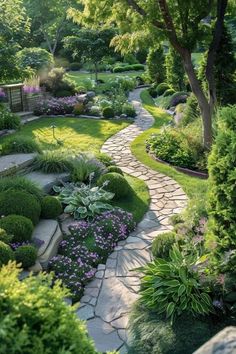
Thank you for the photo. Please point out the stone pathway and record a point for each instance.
(108, 299)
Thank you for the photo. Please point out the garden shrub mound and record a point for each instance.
(36, 318)
(161, 88)
(8, 120)
(20, 144)
(154, 334)
(20, 203)
(108, 112)
(26, 255)
(51, 207)
(162, 244)
(19, 226)
(180, 147)
(20, 183)
(115, 183)
(6, 253)
(4, 237)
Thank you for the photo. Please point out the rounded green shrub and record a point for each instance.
(26, 255)
(51, 207)
(19, 144)
(162, 244)
(115, 183)
(6, 253)
(20, 183)
(108, 112)
(168, 92)
(4, 237)
(20, 227)
(115, 169)
(38, 318)
(161, 88)
(20, 203)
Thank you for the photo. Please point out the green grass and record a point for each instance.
(137, 202)
(78, 134)
(191, 185)
(79, 77)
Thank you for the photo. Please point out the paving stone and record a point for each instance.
(114, 300)
(105, 337)
(121, 281)
(86, 312)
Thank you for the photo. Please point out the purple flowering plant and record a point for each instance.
(88, 244)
▬▬▬
__Aim of the exercise__
Write out all the rows above again, with every line of text kept as it is, and shift each point by adding 33 to both of its coordinates. Leave the pictures out.

__Solved exercise__
Thank you for the photo. Please point out the stone pathway and record a point for each instance.
(141, 332)
Thank you for the photo. Please point out the garden shrub mound and record a point for each instance.
(69, 351)
(194, 121)
(41, 153)
(53, 177)
(187, 367)
(53, 236)
(141, 145)
(59, 288)
(84, 240)
(195, 277)
(52, 259)
(213, 180)
(53, 216)
(148, 216)
(39, 286)
(37, 270)
Thank you for the photo. Please point out the rounded green shrub and record a point for each instance.
(59, 288)
(84, 240)
(52, 177)
(195, 277)
(148, 216)
(39, 286)
(53, 216)
(141, 145)
(201, 125)
(37, 270)
(53, 260)
(148, 202)
(71, 351)
(194, 121)
(53, 236)
Thank you for the photo. Please point out the green grass and record a point for each instance.
(170, 235)
(111, 167)
(224, 218)
(112, 110)
Thank you for the photo. Please point out the paving stone and record a point for each instance.
(147, 333)
(138, 370)
(154, 314)
(119, 345)
Thank you for the photo. Please point out the purple flowering plant and record a point for each instance.
(121, 277)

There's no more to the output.